◆ Text extract ◆
Recently I picked up some energy saver bulbs from Wickes. They are "advertised" as being 18 Watt (100W equivalent, but that's not relevant to this). However, on the top of the box, wher eit says 1100 lumen, it also says 130mA. Now, my current mains voltage is about 235V, so at that voltage, 130mA is just over 30 Watts, not the 18 W claimed.
Now this is my simplfied thinking - I haven't (and don't intend to) looked into the power factor of these puppies, but does anyone have any insights into the discrepancy between the figures offered?
I dimly remember from my C&G classes that the consumed power of a flourescent isn't V*I as it has in inductor in it using AC. It's something like P=V*I*COS(factor) where COS(factor)1 for non-resistive loads.
Yes, but the meter will record the current so the energy charged for will not take into account the reduction due to the phase angle. A very interesting point you've raised here.
As I understand it all domestic electricity meters measure the true power used. They record the product of instantaneous voltage and current so the phase angle is effectively accounted for. See
if the current waveform lags/leads the voltage then its not a true power reading, if the peak current happens at different time as the peak voltage the the overall power reading will be lower
'True power' is a vague and misleading term. There's KWH, KVArH, and KVAH. Now you could argue that KWH is 'True Power' coz it's the inphase component, but there again, you could argue that KVAH is true power, coz you're then taking KVArH into account......
OK for us innocents, what's the difference between VA and VAr?

◆ Extracted data ◆
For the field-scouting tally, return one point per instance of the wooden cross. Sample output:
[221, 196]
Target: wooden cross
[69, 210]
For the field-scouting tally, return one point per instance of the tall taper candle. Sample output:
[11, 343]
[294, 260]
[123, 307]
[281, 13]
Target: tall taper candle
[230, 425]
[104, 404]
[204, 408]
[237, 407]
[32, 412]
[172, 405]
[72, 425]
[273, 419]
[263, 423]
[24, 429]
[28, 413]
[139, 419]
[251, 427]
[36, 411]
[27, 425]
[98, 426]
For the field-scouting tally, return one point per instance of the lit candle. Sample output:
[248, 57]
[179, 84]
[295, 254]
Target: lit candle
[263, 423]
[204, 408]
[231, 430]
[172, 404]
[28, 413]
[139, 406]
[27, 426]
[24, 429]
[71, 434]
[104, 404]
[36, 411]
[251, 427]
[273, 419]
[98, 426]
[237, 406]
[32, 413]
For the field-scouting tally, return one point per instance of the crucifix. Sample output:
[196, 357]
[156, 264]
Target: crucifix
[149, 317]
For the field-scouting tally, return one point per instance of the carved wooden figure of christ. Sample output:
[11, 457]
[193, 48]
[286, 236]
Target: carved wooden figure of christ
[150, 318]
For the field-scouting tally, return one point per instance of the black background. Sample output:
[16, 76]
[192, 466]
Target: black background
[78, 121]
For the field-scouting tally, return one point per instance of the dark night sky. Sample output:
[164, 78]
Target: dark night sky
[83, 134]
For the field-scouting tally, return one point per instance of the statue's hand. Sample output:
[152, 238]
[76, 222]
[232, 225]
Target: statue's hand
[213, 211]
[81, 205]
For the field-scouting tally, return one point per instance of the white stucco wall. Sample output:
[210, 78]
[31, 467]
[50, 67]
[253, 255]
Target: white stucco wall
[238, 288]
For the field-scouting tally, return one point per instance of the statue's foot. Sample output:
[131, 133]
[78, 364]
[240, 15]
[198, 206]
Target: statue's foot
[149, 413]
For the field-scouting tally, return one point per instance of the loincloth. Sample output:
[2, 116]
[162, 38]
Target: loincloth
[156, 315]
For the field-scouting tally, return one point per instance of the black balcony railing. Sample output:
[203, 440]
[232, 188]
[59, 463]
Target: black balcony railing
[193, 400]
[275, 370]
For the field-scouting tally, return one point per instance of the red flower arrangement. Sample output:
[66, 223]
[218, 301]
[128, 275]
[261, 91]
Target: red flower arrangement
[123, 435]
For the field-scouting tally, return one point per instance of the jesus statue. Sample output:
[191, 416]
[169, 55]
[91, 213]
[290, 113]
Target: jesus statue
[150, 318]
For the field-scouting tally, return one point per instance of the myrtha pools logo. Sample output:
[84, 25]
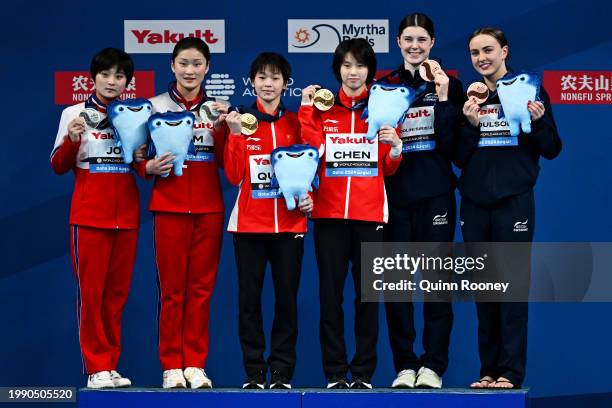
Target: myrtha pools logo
[325, 35]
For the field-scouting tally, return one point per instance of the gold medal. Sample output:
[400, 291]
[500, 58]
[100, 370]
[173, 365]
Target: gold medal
[208, 114]
[248, 123]
[92, 117]
[478, 91]
[323, 99]
[428, 70]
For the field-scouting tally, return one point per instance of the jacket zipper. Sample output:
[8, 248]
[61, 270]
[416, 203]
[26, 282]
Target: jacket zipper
[348, 182]
[276, 199]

◆ Task instructions ◆
Using the forum thread on energy saver bulbs, say whether each statement agrees with it: (a) the bulbs were bought from Wickes; (b) the box gives a figure of 1300 lumen; (c) one reply says domestic electricity meters record the product of instantaneous voltage and current. Answer yes or no for each and quote the words from the thread that decide it.

◆ Task output ◆
(a) Yes: "Recently I picked up some energy saver bulbs from Wickes."
(b) No: "1100 lumen"
(c) Yes: "They record the product of instantaneous voltage and current"